--- AUSGANGSTEXT ---
****************************************

In unserer Reihe der Kandidateninterviews wollen wir euch die Kandidaten für den Bundesvorstand und das Bundesschiedsgericht vorstellen. Heute geht es mit Bernd Schlömer weiter, der für den Posten des Vorsitzenden sowie, falls er eingerichtet wird, des Generalsekretärs im Bundesvorstand kandidiert.
Flaschenpost: Auch wenn dich schon viele kennen, stell dich doch am besten nochmal kurz vor. Wer bist du, wie alt bist du und was machst du?
Bernd: Mein Name ist Bernd Schlömer, ich bin 40 Jahre alt, ich lebe in Hamburg und arbeite in Berlin. Dort bin ich tätig, was viele gerüchteweise wissen oder, weil ich’s auch schon gesagt habe, ich arbeite im Bundesministerium der Verteidigung. Bin dort Referent für Haushalts-, Organisations- und Verwaltungsangelegenheiten in einem Bereich, der sich Führungsstab der Streitkräfte nennt. Dort bin ich tätig in einem relativ ungefährlichen Bereich, und zwar im dortigen Hochschulreferat. Es gibt ja zwei Universitäten der Bundeswehr und die werden über dieses Hochschulreferat finanziell und organisatorisch betreut.

****************************************

--- Gespeicherte Einträge ---
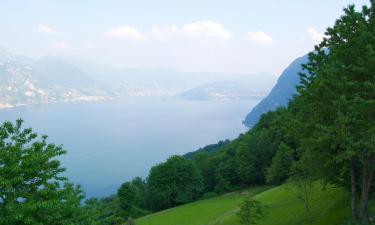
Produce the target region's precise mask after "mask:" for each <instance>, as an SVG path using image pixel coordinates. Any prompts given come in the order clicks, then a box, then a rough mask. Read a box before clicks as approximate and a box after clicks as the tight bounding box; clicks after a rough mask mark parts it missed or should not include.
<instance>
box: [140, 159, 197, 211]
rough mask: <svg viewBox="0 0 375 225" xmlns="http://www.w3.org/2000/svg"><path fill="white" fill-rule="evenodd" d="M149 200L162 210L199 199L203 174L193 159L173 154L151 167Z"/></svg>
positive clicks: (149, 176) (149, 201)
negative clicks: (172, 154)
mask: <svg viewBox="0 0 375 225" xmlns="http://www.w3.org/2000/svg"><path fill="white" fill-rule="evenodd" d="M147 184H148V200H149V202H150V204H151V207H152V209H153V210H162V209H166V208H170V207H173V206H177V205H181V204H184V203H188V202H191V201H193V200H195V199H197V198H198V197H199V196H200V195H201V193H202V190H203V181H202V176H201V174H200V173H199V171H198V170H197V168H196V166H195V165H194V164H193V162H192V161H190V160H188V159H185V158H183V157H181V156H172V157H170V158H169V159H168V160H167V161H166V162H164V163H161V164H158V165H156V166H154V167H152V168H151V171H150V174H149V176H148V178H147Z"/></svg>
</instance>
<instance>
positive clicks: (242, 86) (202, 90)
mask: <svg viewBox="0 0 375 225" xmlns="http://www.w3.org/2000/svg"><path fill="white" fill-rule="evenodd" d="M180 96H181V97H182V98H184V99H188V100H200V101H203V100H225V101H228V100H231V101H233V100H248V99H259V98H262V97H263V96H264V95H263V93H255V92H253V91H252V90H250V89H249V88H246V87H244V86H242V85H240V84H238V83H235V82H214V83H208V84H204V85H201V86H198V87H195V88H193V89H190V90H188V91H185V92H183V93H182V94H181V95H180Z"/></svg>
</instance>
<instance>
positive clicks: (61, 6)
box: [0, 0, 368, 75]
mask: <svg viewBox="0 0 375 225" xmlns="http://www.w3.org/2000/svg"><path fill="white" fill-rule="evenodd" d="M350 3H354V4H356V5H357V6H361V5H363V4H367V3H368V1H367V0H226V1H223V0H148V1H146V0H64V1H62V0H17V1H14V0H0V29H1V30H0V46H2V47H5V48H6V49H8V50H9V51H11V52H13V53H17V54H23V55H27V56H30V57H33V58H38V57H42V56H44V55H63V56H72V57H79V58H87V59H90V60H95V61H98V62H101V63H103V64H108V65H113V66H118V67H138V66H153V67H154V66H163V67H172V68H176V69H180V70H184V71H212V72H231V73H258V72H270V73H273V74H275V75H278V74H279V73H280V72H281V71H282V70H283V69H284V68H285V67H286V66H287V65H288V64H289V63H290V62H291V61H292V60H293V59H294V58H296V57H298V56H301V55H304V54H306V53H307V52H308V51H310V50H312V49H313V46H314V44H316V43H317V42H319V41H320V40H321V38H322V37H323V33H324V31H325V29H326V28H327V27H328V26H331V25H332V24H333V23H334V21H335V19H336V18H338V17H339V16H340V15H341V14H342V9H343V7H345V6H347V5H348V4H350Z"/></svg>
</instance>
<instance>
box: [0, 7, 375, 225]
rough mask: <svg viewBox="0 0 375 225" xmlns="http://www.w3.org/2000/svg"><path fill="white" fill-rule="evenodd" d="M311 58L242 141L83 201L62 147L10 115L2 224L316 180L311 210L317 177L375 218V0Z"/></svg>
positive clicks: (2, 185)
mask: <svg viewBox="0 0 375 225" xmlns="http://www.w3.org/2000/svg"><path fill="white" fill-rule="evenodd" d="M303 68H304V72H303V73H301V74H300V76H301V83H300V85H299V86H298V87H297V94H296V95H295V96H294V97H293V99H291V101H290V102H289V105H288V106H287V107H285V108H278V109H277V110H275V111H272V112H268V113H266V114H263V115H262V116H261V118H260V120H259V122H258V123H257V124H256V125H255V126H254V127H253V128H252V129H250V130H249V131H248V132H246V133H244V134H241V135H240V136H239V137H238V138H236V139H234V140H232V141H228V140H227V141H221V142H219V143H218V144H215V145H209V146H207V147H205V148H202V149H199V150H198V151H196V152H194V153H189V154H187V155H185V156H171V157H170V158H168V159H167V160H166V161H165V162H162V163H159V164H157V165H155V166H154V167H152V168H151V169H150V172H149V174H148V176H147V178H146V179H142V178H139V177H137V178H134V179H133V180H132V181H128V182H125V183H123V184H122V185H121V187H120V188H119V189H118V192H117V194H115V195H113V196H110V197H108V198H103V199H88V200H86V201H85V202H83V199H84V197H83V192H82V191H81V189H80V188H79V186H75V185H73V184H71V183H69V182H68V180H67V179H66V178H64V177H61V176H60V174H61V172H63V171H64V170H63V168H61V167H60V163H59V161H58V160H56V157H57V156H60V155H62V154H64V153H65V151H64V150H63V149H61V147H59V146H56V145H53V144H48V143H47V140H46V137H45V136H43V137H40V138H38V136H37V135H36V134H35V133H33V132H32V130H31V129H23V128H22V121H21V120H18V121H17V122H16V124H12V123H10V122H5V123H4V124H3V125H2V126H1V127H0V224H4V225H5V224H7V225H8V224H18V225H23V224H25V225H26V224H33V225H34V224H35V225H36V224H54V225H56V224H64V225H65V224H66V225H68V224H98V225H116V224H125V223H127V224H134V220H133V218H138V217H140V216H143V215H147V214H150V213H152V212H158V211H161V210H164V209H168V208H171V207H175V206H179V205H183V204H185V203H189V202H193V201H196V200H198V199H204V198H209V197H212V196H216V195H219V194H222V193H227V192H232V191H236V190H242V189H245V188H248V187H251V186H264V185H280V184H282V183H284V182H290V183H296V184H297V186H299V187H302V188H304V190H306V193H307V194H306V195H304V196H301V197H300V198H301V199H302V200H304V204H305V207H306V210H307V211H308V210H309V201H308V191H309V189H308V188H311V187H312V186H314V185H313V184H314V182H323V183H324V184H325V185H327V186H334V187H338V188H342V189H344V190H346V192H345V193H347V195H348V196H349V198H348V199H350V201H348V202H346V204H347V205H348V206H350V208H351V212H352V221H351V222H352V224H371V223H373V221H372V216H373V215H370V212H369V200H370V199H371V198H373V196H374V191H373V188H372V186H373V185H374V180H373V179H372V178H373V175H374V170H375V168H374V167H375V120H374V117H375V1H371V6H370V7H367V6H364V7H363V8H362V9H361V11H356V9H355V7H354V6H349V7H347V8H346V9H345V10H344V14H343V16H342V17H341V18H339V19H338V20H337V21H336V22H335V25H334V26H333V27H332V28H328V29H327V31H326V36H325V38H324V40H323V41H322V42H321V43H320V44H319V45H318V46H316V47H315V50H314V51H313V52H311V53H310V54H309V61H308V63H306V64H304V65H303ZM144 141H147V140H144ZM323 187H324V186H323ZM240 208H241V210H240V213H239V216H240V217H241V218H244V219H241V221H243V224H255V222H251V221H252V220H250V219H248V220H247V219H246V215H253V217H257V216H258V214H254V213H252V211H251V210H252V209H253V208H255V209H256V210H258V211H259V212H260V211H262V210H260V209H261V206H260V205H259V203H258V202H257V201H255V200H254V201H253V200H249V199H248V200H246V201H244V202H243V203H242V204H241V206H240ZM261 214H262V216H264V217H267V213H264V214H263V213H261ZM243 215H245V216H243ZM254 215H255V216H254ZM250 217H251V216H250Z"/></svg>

****************************************

--- ANHAND DER ANGABEN ---
1. Gib den Abschnitt des Interviews erneut wieder, beginnend mit „Bernd: Mein Name“ und weiter bis einschließlich „und organisatorisch betreut.“, und tausche darin „Hamburg“ gegen „München“.
2. Bitte nenne das Ministerium, in dem Bernd Schlömer laut dem Interview arbeitet.

--- ANTWORTEN JE PUNKT ---
1.
Bernd: Mein Name ist Bernd Schlömer, ich bin 40 Jahre alt, ich lebe in München und arbeite in Berlin. Dort bin ich tätig, was viele gerüchteweise wissen oder, weil ich’s auch schon gesagt habe, ich arbeite im Bundesministerium der Verteidigung. Bin dort Referent für Haushalts-, Organisations- und Verwaltungsangelegenheiten in einem Bereich, der sich Führungsstab der Streitkräfte nennt. Dort bin ich tätig in einem relativ ungefährlichen Bereich, und zwar im dortigen Hochschulreferat. Es gibt ja zwei Universitäten der Bundeswehr und die werden über dieses Hochschulreferat finanziell und organisatorisch betreut.

2. Das Bundesministerium der Verteidigung.